• **Aufgabenstellung**
Woraus bestehen laut dem Text über die Bernburger Schlosskirche die Wolken und der Strahlenkranz?

• **Ausgangstext**
^^^^^^^^
Schlosskirche Bernburg Schlosskirche Bernburg: Lautstarke Kunst von Moritz Götze

bernburg/MZ - Vor kurzem ist St. Ägidien wieder für den Gottesdienst und für Besucher geöffnet worden, nachdem die Bernburger Schlosskirche monatelang eingerüstet war: Zum einen, um ringsum die Wände in ein helles Weiß zu tauchen, zum anderen, um die erste Etappe zum geplanten großen Kunstprojekt des halleschen Künstlers Moritz Götze zurückzulegen.
In dem merklich aufgehellten Raum strahlt dem Besucher nun über der Altarnische die Taube des Heiligen Geists im goldenen Strahlenkranz entgegen und hoch oben im Gewölbe ein blauer Himmel mit goldenen Sternen, darum herum in den flachen Gewölbefeldern über den Emporen zuckerwatteartige Wolken in Orange vor wiederum himmelblauem Grund. Wolken und Strahlenkranz sind aus Email wie auch die schwirrenden Libellen, die Vorboten noch kommender Schöpfungsakte.
Das Kunstprojekt ist ausdrücklich kein Teil der Sanierung, für die die Landeskirche Anhalt und die Union der Evangelischen Kirchen den Großteil von 140?000 Euro beisteuern. Vielmehr gibt die Ostdeutsche Sparkassenstiftung mit 60?000 Euro das Geld für das künstlerische Programm, das in zwei weiteren Abschnitten zunächst den Altarraum und dann die Seitenschiffwände bis zum Querschiff erfassen wird. Laut Schätzungen wird nochmals dreimal diese Summe nötig sein, um das Bildprogramm wie vorgesehen auch über die Wände im ganzen Kirchenschiff zu ziehen, mit einer Landschaft voller regionaler Bildmotive als Sockel, von dem sich Vögel in die Lüfte schwingen.
^^^^^^^^
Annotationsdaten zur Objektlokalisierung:
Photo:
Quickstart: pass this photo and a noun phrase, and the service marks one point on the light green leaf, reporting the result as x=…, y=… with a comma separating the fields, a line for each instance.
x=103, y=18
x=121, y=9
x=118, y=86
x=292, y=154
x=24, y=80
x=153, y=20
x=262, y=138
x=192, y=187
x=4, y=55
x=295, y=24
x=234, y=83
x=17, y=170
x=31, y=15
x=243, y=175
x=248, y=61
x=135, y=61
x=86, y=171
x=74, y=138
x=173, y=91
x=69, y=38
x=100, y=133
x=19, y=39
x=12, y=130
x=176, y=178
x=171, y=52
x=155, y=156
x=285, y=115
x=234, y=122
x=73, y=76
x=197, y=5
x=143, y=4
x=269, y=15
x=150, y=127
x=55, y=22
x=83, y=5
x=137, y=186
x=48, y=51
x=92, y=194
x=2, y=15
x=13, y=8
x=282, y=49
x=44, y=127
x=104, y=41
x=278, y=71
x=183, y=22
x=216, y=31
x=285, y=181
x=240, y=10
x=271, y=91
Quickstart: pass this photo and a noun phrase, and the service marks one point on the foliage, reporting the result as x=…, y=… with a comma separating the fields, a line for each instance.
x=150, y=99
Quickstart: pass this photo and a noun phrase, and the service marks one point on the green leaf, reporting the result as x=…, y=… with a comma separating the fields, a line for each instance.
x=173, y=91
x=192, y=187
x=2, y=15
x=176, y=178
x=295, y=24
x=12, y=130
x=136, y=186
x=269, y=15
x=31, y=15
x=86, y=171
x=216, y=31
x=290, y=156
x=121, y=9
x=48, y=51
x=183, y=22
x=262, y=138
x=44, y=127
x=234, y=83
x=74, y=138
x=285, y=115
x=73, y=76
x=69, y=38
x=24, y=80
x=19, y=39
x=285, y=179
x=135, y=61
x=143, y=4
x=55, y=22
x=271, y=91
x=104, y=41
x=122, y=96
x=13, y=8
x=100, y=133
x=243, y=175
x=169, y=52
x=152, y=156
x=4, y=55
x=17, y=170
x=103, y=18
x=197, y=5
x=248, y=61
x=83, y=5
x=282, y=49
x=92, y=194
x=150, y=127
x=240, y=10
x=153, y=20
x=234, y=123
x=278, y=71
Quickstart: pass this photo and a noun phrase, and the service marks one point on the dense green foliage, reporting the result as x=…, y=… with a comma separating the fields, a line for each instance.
^^^^^^^^
• **Antwort**
Aus Email.